## Exercise prompt
Pick out every line of the material below that contains the word "reflection", and copy each of those lines in full.

## Material
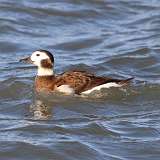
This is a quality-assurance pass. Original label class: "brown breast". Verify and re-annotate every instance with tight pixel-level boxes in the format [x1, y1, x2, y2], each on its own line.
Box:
[35, 76, 55, 92]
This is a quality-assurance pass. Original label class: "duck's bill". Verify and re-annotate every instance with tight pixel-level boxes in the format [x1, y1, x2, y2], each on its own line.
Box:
[19, 57, 33, 63]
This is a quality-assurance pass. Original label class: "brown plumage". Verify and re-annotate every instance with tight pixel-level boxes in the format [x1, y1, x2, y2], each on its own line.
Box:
[35, 71, 133, 94]
[21, 50, 133, 94]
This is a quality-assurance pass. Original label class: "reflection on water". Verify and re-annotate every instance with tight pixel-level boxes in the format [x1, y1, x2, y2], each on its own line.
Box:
[30, 99, 53, 120]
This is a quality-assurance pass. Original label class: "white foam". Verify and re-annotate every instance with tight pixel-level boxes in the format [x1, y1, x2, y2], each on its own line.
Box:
[81, 82, 122, 94]
[57, 85, 75, 94]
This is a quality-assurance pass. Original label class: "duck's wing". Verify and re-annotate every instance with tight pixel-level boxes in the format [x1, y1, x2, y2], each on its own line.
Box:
[56, 71, 132, 94]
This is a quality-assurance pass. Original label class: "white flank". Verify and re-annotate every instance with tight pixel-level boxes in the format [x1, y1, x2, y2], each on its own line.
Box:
[57, 85, 74, 94]
[37, 67, 54, 76]
[82, 82, 122, 94]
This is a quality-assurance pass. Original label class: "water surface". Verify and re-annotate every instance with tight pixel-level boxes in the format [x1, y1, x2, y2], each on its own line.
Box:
[0, 0, 160, 160]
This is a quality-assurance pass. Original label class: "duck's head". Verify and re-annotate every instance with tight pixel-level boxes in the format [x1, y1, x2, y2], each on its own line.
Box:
[20, 50, 54, 76]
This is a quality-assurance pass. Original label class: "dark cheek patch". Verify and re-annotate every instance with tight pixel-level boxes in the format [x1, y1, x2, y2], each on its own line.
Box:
[41, 59, 53, 68]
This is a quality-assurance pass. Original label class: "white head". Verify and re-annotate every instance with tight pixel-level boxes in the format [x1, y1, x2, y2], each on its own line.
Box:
[20, 50, 54, 76]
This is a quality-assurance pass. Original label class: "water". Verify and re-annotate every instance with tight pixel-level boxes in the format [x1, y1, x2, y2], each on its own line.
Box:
[0, 0, 160, 160]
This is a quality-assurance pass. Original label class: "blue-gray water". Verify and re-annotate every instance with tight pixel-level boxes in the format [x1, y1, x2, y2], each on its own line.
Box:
[0, 0, 160, 160]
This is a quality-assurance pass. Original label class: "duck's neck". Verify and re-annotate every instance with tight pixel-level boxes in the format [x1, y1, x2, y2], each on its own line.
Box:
[37, 67, 54, 76]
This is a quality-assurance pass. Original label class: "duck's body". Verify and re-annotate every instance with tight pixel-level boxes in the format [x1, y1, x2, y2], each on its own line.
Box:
[19, 50, 132, 94]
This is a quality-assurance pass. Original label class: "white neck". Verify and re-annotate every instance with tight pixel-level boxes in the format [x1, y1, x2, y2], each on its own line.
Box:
[37, 67, 54, 76]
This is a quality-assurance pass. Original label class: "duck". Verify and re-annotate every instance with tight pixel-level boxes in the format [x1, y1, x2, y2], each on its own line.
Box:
[20, 49, 133, 95]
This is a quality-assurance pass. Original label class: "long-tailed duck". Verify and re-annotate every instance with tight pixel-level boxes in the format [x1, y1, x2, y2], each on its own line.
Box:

## Solution for this task
This is a quality-assurance pass. Original label class: "reflection on water". Verify and re-annotate every instance with tight pixel-level boxes in the format [x1, y1, x2, y2], each on its own line.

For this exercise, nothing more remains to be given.